▸ Records shown:
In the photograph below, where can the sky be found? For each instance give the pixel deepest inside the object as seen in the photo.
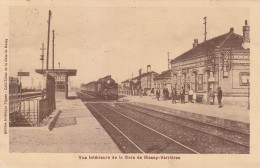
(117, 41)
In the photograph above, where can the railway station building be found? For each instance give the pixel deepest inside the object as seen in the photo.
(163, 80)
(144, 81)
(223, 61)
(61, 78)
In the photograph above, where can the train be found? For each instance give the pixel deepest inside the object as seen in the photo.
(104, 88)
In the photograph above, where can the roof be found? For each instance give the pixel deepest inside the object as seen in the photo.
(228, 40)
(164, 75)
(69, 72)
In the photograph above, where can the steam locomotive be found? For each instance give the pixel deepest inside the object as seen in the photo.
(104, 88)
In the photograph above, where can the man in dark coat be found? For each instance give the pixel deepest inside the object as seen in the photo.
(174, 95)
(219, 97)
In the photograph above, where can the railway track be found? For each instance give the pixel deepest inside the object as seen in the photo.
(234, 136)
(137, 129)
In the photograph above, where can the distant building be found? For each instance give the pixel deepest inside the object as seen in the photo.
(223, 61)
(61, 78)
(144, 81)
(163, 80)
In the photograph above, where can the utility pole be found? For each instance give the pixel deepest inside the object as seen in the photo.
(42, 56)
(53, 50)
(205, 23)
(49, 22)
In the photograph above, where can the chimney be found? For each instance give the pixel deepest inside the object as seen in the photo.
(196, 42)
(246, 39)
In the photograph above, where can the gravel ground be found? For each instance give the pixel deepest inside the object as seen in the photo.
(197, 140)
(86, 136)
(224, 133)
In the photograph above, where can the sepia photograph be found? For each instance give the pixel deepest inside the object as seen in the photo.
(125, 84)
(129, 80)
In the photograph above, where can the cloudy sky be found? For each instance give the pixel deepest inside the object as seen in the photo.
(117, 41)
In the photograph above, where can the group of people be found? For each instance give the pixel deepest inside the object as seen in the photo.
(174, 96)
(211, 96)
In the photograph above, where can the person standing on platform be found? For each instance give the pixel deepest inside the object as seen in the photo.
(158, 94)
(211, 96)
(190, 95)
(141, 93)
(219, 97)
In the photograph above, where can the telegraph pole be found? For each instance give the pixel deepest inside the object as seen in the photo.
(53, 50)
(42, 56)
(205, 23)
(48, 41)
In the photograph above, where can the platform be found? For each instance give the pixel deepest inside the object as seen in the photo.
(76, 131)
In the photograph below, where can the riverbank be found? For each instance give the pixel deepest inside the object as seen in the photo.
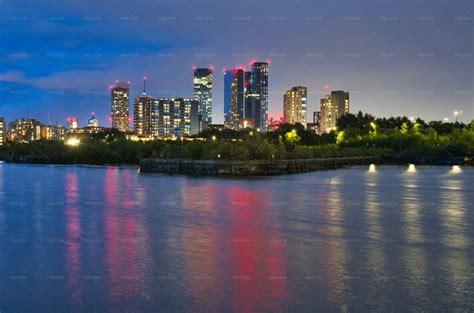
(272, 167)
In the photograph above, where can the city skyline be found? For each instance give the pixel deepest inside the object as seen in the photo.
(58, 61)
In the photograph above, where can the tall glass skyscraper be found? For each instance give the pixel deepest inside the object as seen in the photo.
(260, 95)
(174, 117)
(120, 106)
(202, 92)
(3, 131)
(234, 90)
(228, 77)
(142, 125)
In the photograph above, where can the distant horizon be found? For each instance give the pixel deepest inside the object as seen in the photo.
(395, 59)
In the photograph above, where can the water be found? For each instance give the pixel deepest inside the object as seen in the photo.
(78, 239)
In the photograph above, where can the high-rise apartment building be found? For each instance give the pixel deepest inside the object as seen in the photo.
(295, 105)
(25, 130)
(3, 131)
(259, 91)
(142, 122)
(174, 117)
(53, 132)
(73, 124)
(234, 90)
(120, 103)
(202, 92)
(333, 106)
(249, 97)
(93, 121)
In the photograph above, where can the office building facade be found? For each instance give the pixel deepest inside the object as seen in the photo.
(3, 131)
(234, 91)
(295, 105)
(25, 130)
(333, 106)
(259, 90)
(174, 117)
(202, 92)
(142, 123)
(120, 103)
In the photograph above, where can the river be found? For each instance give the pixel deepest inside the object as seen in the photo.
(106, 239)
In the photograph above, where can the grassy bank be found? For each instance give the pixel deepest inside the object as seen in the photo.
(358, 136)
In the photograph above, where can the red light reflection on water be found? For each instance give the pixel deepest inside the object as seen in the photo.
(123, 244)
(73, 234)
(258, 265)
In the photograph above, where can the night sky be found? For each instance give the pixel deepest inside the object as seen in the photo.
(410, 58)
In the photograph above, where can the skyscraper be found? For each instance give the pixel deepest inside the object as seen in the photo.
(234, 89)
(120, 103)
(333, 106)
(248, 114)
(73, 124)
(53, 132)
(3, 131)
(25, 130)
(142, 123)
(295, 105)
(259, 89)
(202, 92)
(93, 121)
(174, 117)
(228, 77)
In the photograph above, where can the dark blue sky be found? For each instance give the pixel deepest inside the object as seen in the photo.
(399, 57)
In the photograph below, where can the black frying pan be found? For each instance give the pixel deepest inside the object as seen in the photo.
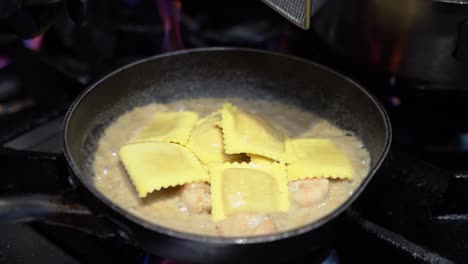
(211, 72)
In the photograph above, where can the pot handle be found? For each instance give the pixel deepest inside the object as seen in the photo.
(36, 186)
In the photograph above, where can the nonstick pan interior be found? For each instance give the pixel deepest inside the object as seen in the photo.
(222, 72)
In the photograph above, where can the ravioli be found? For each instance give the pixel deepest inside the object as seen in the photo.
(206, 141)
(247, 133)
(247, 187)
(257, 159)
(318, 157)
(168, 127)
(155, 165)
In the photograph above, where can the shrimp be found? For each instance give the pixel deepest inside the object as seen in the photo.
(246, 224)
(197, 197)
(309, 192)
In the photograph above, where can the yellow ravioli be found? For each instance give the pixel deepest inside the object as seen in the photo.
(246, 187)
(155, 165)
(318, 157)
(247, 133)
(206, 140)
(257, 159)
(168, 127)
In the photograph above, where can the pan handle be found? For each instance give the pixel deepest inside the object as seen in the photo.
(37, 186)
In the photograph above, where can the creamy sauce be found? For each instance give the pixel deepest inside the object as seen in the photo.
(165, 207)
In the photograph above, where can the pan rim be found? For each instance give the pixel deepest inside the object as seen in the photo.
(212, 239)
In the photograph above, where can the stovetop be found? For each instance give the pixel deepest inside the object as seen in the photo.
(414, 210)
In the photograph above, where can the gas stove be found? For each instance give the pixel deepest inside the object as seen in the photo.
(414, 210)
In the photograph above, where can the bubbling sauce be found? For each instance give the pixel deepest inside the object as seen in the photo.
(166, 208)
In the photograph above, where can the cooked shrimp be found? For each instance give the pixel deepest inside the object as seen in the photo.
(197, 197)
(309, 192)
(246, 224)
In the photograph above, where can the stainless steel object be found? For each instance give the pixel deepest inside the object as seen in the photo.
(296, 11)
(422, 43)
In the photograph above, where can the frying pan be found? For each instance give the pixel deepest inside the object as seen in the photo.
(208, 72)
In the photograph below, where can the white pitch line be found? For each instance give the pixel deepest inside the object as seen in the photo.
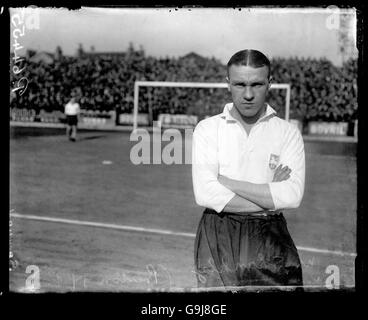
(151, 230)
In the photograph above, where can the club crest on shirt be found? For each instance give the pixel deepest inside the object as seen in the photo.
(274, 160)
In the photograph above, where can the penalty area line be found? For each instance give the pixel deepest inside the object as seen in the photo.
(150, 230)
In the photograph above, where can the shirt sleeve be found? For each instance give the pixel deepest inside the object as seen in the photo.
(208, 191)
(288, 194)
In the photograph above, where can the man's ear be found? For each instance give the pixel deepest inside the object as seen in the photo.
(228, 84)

▸ Task:
Your answer must be the entries written out word for word, without their pictures.

▸ Result:
In the photograph below, where can the sky be found? For each instance give the pixel deepest inside the object as seen in the photo.
(117, 41)
In the photograph above, where can the railway station building be found? For each instance give the pixel deepest inside the object as seen in the photo.
(163, 80)
(144, 81)
(223, 61)
(61, 78)
In the photograph above, where can the train be found? For each instance give the pixel deepest inside the object as seen in the photo.
(104, 88)
In the photograph above, where can the roof be found? For each instance give the pixel deepest inside the object as seen in the photo.
(228, 40)
(164, 75)
(69, 72)
In the photograph above, where can the steam locomotive be found? For each instance give the pixel deepest inside the object as seen in the photo.
(104, 88)
In the photograph above, where can the man in dark coat be found? For each instance give the pixel deepest inside the object as seen in the photo.
(174, 95)
(219, 97)
In the photograph above, where can the railway track be found? For each instance give the pixel deepest inside the object as seen in the photo.
(234, 136)
(137, 129)
In the photograph above, where can the distant building be found? For each instance give the pixel deepest inside the object as seen in the photo.
(223, 61)
(61, 78)
(144, 81)
(163, 80)
In the photograph above, where can the utility pole be found? For each instance give the pixel deepest inside the object as seen in the photo.
(42, 56)
(53, 50)
(205, 23)
(49, 22)
In the photograph above, where can the chimney be found? For each instance give the pixel deepest inside the object as seen in the photo.
(196, 42)
(246, 39)
In the photograph above, where can the gravel ground be found? For each instance give the pixel deepest inside the object as seen in the photo.
(197, 140)
(86, 136)
(224, 133)
In the photograph above, where can the sepia photograph be found? For each instance give the pixel deepest inside the object as seen in the photo.
(125, 84)
(129, 80)
In the photograph above, where can the cloudy sky be found? For each instance give the pixel deepest inside the object as seen in the photo.
(117, 41)
In the photograph above, where can the group of people be found? For each instance give the pixel deepest inside the object as seen in the photo.
(174, 96)
(211, 96)
In the photograph above, where can the person standing on platform be found? For each instance give the pixel deepest inside the object as seen in the photo.
(158, 94)
(211, 96)
(190, 95)
(141, 93)
(219, 97)
In the photograph above, where can the telegraph pole be found? For each instance give the pixel deepest inside the object as seen in the photo.
(53, 50)
(42, 56)
(205, 23)
(48, 41)
In the photograph above, where can the platform be found? For each instance give the pixel deepest inside the object as seen in the photo.
(76, 131)
In the photograph below, where can the riverbank be found? For each instance give the pixel deepest inside the object as seen in the photo.
(272, 167)
In the photograph above, where can the city skyline be found? For each instance give the pixel deepest inside the object as seen in the photo.
(58, 61)
In the photograph above, where can the tall glass skyscraper be found? For each instance give the pixel deepest inside the object as seen in the photo.
(260, 95)
(174, 117)
(120, 106)
(202, 92)
(3, 131)
(234, 90)
(228, 77)
(142, 125)
In the photograph above, where can the distant horizon be found? For each instance give the pixel deepest inside the object as seen in the photo.
(395, 59)
In the photograph above, where can the water be found? For each instance give the pixel deepest inside the object as seen in the photo.
(78, 239)
In the photograph above, where can the high-rise apartment building be found? For each instance give the pixel deepest inside the object as seen in the photo.
(295, 105)
(25, 130)
(3, 131)
(259, 91)
(142, 122)
(174, 117)
(53, 132)
(73, 124)
(234, 90)
(120, 103)
(202, 92)
(333, 106)
(249, 97)
(93, 121)
In the photograph above, where can the office building facade be found? For each instance give the pixel deepest inside the object as seen in the photo.
(3, 131)
(234, 91)
(295, 105)
(25, 130)
(333, 106)
(259, 90)
(174, 117)
(202, 92)
(142, 123)
(120, 103)
In the photograph above, where can the river be found? For each instance give the pixel deepest inside the object as seen in the photo.
(106, 239)
In the photograph above, where can the grassy bank be found? For each instance give the pixel deepest inside the object as seen in the photo.
(358, 136)
In the photograph above, where can the red light reflection on water be found? For each instance give the pixel deepest inside the object as seen in the photo.
(123, 244)
(73, 234)
(258, 265)
In the photograph above, where can the night sky be found? For each instance give the pixel deepest inside the object as seen in the photo.
(410, 58)
In the photograph above, where can the skyscraper be found? For each instance give the pixel deepest inside the object as seen in the photo.
(234, 89)
(120, 103)
(333, 106)
(248, 114)
(73, 124)
(53, 132)
(3, 131)
(25, 130)
(142, 123)
(295, 105)
(259, 89)
(202, 92)
(93, 121)
(174, 117)
(228, 77)
In the photograph above, where can the dark blue sky be found? For each instance give the pixel deepest inside the object as seen in the photo.
(399, 57)
In the photograph below, where can the black frying pan be found? For each instance give the pixel deepest inside the object as seen in the photo.
(211, 72)
In the photograph above, where can the pot handle be found? For each instance give the pixel deepest inside the object as seen in the photo.
(36, 186)
In the photograph above, where can the nonstick pan interior be found? For each instance give the pixel deepest inside the object as seen in the photo.
(222, 72)
In the photograph above, where can the ravioli be found? For each instance give the pixel deepest inside the object as seen in the photo.
(206, 141)
(247, 133)
(247, 187)
(257, 159)
(318, 157)
(168, 127)
(155, 165)
In the photograph above, where can the shrimp be found? For each instance give the pixel deepest inside the object as seen in the photo.
(246, 224)
(197, 197)
(309, 192)
In the photograph above, where can the yellow ravioli be found? For each instance give the pixel deepest inside the object as seen in the photo.
(246, 187)
(155, 165)
(318, 157)
(247, 133)
(206, 140)
(257, 159)
(168, 127)
In the photograph above, where can the pan handle be found? For each instance give the pixel deepest inside the object as seen in the photo.
(37, 186)
In the photograph above, where can the creamy sauce be found? For each instance give the pixel deepest inside the object as seen in the photo.
(165, 207)
In the photograph above, where can the pan rim be found? For each instance give the pixel deepest inside the object as seen in the photo.
(212, 239)
In the photograph above, where can the stovetop be found? For each instance give the pixel deepest inside the object as seen in the photo.
(414, 210)
In the photograph above, where can the gas stove be found? For each instance give the pixel deepest inside the object as seen in the photo.
(414, 210)
In the photograph above, where can the bubbling sauce be found? For each instance give the pixel deepest inside the object as seen in the photo.
(166, 208)
In the photograph above, where can the cooked shrimp be found? For each instance give the pixel deepest inside the object as seen in the photo.
(197, 197)
(309, 192)
(246, 224)
In the photograph above, where can the stainless steel object be found? For each instance give the pixel deepest inside the object as seen in the photo.
(296, 11)
(422, 43)
In the photograph above, where can the frying pan be found? For each instance give the pixel deepest inside the object as seen in the photo.
(208, 72)
In the photograph below, where can the white pitch line be found? For each instance give the pixel deepest inside the object as seen in the photo.
(151, 230)
In the photograph above, where can the club crest on shirt be found? For each instance give the pixel deepest inside the object as seen in the photo.
(274, 160)
In the photograph above, where can the penalty area line be found? For each instance give the pixel deepest inside the object as seen in the photo.
(150, 230)
In the photograph above, where can the shirt sleeve be found? For each instance give the pixel deepest inside the object as seen in the photo.
(208, 191)
(288, 194)
In the photograph above, where can the man's ear be found? For each instance give the pixel deepest inside the object as seen in the photo.
(228, 84)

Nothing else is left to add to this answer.